- _Action item_
Drop every picture, then transcribe the remaining data exactly.

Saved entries
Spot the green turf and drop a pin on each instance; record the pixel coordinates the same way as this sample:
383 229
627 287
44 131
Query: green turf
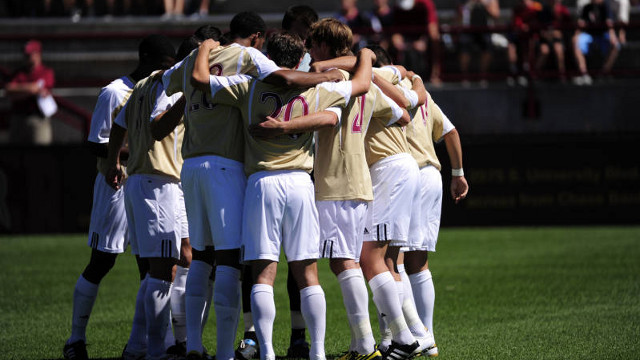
511 293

- _Response_
Spot the green turf and drop a pin on each instance; record the pixel coordinates the same way as this sample:
383 229
627 287
44 131
Query: green turf
511 293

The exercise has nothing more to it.